Set task: Reproduce every line of the material below without changing anything.

** START OF Input for this task **

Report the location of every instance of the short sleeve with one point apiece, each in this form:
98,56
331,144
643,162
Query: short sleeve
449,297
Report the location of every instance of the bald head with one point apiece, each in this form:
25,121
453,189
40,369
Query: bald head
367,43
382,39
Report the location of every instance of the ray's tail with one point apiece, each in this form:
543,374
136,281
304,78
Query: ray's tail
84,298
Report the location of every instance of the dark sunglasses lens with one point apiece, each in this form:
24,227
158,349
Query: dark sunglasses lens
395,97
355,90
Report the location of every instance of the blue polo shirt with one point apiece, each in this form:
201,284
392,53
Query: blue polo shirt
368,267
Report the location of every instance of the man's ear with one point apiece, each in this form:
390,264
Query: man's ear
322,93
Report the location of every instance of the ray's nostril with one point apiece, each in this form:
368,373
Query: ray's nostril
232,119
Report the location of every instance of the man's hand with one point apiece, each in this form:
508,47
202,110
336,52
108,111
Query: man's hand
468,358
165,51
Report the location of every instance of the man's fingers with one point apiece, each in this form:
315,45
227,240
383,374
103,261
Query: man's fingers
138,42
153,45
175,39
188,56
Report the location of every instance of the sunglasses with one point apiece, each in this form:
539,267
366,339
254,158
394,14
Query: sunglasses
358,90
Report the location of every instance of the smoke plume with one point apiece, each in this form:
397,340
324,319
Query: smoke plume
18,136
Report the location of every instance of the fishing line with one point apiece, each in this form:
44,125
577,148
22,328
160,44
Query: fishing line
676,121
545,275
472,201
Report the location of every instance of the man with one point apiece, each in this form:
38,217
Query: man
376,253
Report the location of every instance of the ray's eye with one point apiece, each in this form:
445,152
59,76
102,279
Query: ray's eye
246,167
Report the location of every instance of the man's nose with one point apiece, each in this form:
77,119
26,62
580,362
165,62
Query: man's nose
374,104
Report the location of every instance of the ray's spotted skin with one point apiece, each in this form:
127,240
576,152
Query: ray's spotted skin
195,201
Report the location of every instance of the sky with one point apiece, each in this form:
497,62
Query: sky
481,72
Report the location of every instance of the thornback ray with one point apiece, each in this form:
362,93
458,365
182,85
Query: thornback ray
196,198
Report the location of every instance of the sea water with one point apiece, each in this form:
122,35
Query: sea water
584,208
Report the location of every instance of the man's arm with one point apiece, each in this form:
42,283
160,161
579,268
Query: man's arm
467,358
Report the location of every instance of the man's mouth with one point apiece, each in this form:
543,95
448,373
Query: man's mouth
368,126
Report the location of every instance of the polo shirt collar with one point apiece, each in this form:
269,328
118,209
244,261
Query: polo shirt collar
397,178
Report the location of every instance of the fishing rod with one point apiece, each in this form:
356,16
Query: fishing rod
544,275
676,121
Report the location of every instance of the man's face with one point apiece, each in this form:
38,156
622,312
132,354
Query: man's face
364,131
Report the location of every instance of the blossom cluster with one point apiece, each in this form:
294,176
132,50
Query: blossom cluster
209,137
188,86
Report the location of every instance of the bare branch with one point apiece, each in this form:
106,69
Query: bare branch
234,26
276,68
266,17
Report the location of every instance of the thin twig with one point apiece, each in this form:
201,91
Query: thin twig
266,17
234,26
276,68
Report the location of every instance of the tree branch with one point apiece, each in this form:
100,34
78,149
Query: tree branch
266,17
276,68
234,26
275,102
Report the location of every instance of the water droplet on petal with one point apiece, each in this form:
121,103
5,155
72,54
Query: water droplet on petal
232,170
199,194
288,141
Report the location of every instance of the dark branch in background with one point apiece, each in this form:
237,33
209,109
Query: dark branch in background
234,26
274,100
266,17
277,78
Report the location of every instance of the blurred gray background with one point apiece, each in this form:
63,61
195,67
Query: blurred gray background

** END OF Input for this task **

Response:
Report the location of every instance of the short sleeve with one point apiece, each in this form:
98,56
331,144
643,162
Query: short sleeve
449,297
Report the location of every instance of the bald head with one point apiece, each in this form:
25,121
453,189
40,369
Query: bald head
367,43
382,39
Report the location of every instance of the ray's tail with one point apiece, each in this form:
543,374
136,281
304,78
Query: ray's tail
84,298
Report the location of every instance of the dark sunglasses lens with one point apiece, each in this form:
24,227
158,349
Query: dark sunglasses lens
395,97
355,90
Report the location of every instance of the blue polo shirt with one point apiece, each in this form:
201,284
392,53
Query: blue polo shirt
368,267
Report the location of every instance of the man's ear with one point apiece, each in this form:
390,264
Query: man's ear
322,93
Report the location of every instance of the ray's nostril with one point apiece, each in this form:
368,373
Query: ray's nostril
232,119
Report the location of every instance of the man's hand with one point apiece, each in this form:
508,47
202,110
336,52
108,111
Query: man's hand
468,358
165,51
Report the location of every instance of the man's fingers with one point apiece, each in this form:
315,45
227,240
383,374
103,261
Query: man's fingers
138,42
153,45
175,39
188,56
Report the location of every instance of the sunglasses with one point apiece, each in this form:
539,267
366,339
254,158
394,14
Query: sunglasses
358,90
Report the location of every instance of the smoke plume with one point apiece, each in this form:
397,340
324,319
Query: smoke plume
18,136
Report the location of every instance of the fishing line with one point apiece, each in this form:
44,125
577,148
22,328
160,44
Query: fishing line
676,121
545,275
472,201
Report the location of every instance of the man with one point apiece, each in this form:
38,217
Query: man
376,253
Report the location of every instance of the ray's eye with one point apiece, each in this form:
445,152
59,76
102,279
Query: ray's eye
246,167
Report the location of every instance of the man's nose with one point apiece, each in this form:
77,119
26,62
580,362
165,62
Query: man's nose
374,104
Report the location of every instance of the ray's spotted skin with one point apiece, each in this form:
127,240
576,152
Query: ray's spotted skin
195,201
Report the location of every instance of the sky with one point apiece, each in this form:
497,62
Query: sky
481,72
Report the location of every instance of the thornback ray with one point apiece, each in this form:
362,93
458,365
182,85
Query: thornback ray
196,198
Report the location of every instance of the sea water with one point apiece, each in this form:
122,35
Query: sea water
584,208
Report the location of every instance of the man's arm with one point apiece, each in this form:
42,283
160,161
579,268
Query: man's arm
467,358
Report the location of every instance of the man's mouth with one point apiece, each in this form:
543,95
448,373
Query: man's mouth
368,126
Report the location of every instance of the polo shirt collar with one point apiece, each in this form:
269,328
118,209
244,261
Query: polo shirt collar
397,178
Report the location of every instance of the fishing rod with one point apiece, each in this form:
356,16
Query: fishing rod
544,275
676,121
Report the location of every instance of the man's face with one point apiece, each in this form:
38,156
622,312
132,354
Query: man's face
364,131
Report the location of every instance of the blossom cluster with one point apiece, each in this form:
294,176
132,50
Query: blossom cluster
209,137
188,86
Report the location of every instance of the bare branch with one point apiece, each in this form:
106,69
Query: bare branch
234,26
276,68
266,17
Report the location of every instance of the thin twig with one point apiece, each in this form:
201,91
Query: thin twig
266,17
234,26
276,68
Report the location of every instance of the tree branch with one point apiece, each in this form:
100,34
78,149
Query: tree branch
266,17
276,68
234,26
275,102
Report the location of every instance of the water droplet on petal with one point apiece, each in this form:
121,103
5,155
72,54
Query: water droplet on petal
232,170
199,194
288,141
Report the location of every instance of the dark branch in background with one point apiece, each in this form:
237,33
209,109
Query: dark branch in background
234,26
274,100
266,17
277,78
Report the location of every instance of the blurred gray background with one point apiece, each in this form:
63,61
195,67
Query: blurred gray background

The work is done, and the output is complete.